START Data for this task
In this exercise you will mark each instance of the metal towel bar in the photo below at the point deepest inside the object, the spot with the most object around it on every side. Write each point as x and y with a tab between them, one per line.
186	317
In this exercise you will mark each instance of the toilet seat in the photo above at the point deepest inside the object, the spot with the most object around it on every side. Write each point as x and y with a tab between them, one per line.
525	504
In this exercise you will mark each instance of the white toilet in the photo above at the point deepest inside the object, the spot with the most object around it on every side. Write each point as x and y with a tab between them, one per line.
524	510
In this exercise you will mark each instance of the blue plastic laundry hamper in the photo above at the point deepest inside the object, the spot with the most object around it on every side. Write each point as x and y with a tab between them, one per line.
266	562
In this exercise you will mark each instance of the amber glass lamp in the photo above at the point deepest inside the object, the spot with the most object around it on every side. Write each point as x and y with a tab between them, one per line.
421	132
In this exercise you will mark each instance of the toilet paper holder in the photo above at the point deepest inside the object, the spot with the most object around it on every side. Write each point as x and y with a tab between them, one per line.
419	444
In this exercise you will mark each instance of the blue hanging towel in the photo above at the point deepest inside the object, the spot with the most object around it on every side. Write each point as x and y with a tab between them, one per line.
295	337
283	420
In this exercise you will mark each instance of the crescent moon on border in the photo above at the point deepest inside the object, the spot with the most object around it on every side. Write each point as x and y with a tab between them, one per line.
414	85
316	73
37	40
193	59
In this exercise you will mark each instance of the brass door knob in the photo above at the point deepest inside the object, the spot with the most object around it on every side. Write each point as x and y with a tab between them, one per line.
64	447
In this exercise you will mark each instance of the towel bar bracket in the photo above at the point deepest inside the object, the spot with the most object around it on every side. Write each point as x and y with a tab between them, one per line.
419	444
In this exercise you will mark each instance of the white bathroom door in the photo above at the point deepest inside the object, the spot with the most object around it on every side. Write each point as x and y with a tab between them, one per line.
END Data for this task
Goal of the exercise =
Repeat each line of the data exactly as it appears above.

Your response =
In this exercise you will mark each instance of the metal towel bar in the photo below at the point deepest inside the object, the spot with the most object around it on every side. Write each point as x and y with a tab between them, one per line.
186	317
In this exercise you will mark each instance of the toilet seat in the photo above at the point deepest inside the object, the spot with the most object around it on every side. Write each point as x and y with a tab between them, one per line.
525	504
In this exercise you will mark each instance of the white toilet in the photo above at the point deepest inside the object, the spot with the most object around it on every side. Write each point as x and y with a tab between them, one per line.
524	510
In this exercise you will mark each instance of the blue plastic laundry hamper in the photo above at the point deepest inside the object, the spot with the most object around it on every side. Write each point as x and y with a tab between them, one per line.
266	562
In this exercise you will mark each instance of the amber glass lamp in the photo above at the point deepest inside the object, the spot with the most object around it on every side. Write each point as x and y with a tab between them, one per line.
421	132
In this exercise you will mark each instance of the toilet paper holder in the photo above at the point deepest inside the object, the spot with the most object around it on every side. Write each point as x and y with a tab between them, one per line.
419	444
In this exercise you will mark each instance of the blue hanging towel in the photo above at the point deepest inside the object, the spot with the most object around it on every side. Write each point as x and y with a tab between them, one per line.
295	337
283	420
In this exercise you will mark each instance of the crescent moon on border in the photo above at the point deepest inside the object, the spot with the most object around it on every side. Write each point as x and y with a tab between them, one per line.
414	85
316	73
37	40
193	59
In this exercise you will mark each instance of the brass door knob in the photo above at the point deepest inside the object, the spot with the most object around it on every side. Write each point as x and y with a tab between them, one per line.
64	447
In this exercise you will mark each instance of the towel bar bracket in the photo above at the point deepest inside the object, the spot with the most object around it on every side. Write each point as x and y with a tab between them, one per line.
419	444
In this exercise you will mark each instance of the white bathroom door in the photo above at the point deepest inside the object, the spot with the most object around it on every side. Write each point as x and y with a tab between them, one per line.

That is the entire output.